[RECORD EXTRACTS start]

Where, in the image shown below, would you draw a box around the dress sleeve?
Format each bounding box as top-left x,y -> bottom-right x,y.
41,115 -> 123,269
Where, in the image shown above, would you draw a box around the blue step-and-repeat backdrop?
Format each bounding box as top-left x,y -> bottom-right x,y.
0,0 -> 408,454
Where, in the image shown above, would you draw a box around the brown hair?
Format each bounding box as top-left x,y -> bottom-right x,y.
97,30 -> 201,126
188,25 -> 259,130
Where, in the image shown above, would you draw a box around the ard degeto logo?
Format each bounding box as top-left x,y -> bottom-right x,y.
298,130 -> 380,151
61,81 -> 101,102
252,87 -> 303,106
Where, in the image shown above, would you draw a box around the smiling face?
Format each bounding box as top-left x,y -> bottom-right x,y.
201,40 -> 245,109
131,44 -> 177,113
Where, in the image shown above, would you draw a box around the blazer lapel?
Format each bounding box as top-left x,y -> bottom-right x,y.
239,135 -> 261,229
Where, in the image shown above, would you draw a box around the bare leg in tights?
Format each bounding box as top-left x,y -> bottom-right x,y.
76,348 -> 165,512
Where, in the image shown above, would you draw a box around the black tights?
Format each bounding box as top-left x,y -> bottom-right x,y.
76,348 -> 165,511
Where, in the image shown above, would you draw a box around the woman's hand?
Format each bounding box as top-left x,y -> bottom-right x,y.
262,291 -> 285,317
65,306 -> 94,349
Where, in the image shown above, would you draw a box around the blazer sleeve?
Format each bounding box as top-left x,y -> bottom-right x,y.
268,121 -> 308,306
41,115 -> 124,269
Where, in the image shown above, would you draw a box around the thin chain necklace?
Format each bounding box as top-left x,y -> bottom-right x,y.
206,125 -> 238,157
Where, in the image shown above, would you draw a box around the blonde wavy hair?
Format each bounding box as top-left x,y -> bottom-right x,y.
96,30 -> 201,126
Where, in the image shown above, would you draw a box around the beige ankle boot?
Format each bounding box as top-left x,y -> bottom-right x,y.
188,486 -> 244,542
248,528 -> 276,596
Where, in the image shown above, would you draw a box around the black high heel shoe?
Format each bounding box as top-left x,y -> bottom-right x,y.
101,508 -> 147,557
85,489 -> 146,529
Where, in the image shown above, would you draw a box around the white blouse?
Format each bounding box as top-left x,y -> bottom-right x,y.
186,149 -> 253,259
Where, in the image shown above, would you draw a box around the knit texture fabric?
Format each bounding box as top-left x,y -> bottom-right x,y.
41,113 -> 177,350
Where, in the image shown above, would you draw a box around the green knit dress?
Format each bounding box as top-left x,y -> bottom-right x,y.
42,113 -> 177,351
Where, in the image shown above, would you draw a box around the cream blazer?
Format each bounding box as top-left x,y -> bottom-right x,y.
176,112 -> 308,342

[RECORD EXTRACTS end]

(REQUEST)
Please rewrite all the rows above as a JSON list of strings, one string per line, leaving out blank lines.

(ANSWER FOR THE TASK)
[
  "Where, in the image shown below, would you draw a box around the dress sleeve?",
  "Format each bounding box as top-left x,y -> bottom-right x,y.",
  "41,115 -> 123,269",
  "Where, in the image shown above, would you draw a box around the blue step-and-repeat backdrop?",
  "Format each bounding box as top-left x,y -> bottom-right x,y.",
  "0,0 -> 408,454",
  "Where, in the image shown above, would you draw a box around the brown hair?",
  "Format each bounding box as top-left x,y -> bottom-right x,y.",
  "97,30 -> 201,126",
  "188,25 -> 259,130",
  "Where, in the image shown above, would you draw a box around the ard degeto logo?",
  "Format each bounding box as top-left x,y -> bottom-right x,y.",
  "298,130 -> 380,151",
  "61,81 -> 101,102",
  "252,87 -> 303,106",
  "Where, in the image shown above, would you draw a box around the smiling face?",
  "Format each bounding box as top-left x,y -> bottom-right x,y.",
  "201,40 -> 245,109",
  "131,44 -> 177,113",
  "Where, in the image shown above, would you draw a box around the blazer lapel?",
  "Format each bounding box as top-left x,y -> bottom-right x,y.",
  "239,135 -> 261,229",
  "Where, in the image shown above, would you draw a box around the bare leg in tights?",
  "Format each bounding box as top-left x,y -> bottom-right x,y.",
  "76,348 -> 165,512",
  "Where, in the image shown above, would you draw a box around the black tights?",
  "Format each bounding box as top-left x,y -> bottom-right x,y.",
  "76,348 -> 165,511",
  "Where, in the image shown above, would you draw a box around the woman's hand?",
  "Format each bounding box as top-left x,y -> bottom-right x,y.",
  "262,291 -> 285,317",
  "65,306 -> 94,349",
  "Where, in the image shown above, would you draw a box around the blazer sleeve?",
  "Format each bounding box as top-left x,y -> bottom-right x,y.",
  "268,121 -> 308,306",
  "41,115 -> 124,269",
  "Where, in the image shown above, would you draw a box around the thin chain necklace?",
  "Format each bounding box as top-left x,y -> bottom-right x,y.",
  "206,125 -> 238,157",
  "Where, in the image shown above, would you draw a box around the blonde wavy hair?",
  "Format each bounding box as top-left x,y -> bottom-right x,y.",
  "96,30 -> 201,126",
  "Where, in the image shown above, would you draw a box around the beige ankle boot?",
  "Format each bounding box as top-left x,y -> bottom-right x,y.",
  "188,486 -> 244,542",
  "248,528 -> 276,596",
  "Where, in the image shown above, would you draw a box around the black high heel shoe?",
  "Format each bounding box as top-left x,y -> bottom-right x,y.",
  "101,508 -> 147,557",
  "85,489 -> 146,529",
  "Where, in the image shown above, would you draw a box around the white blouse?",
  "Format each bounding box as top-left x,y -> bottom-right x,y.",
  "186,149 -> 253,259",
  "Where, in the image shown above, would you draw a box around the knit texture fabric?",
  "Format each bounding box as top-left x,y -> bottom-right x,y.",
  "41,113 -> 177,350",
  "Where, in the image shown above, would you draw a box around the green knit dress?",
  "Format each bounding box as top-left x,y -> bottom-right x,y.",
  "42,113 -> 177,351",
  "Where, in the image shown above, would you draw a box around the cream blazer?",
  "Format each bounding box as top-left x,y -> bottom-right x,y.",
  "176,112 -> 308,342"
]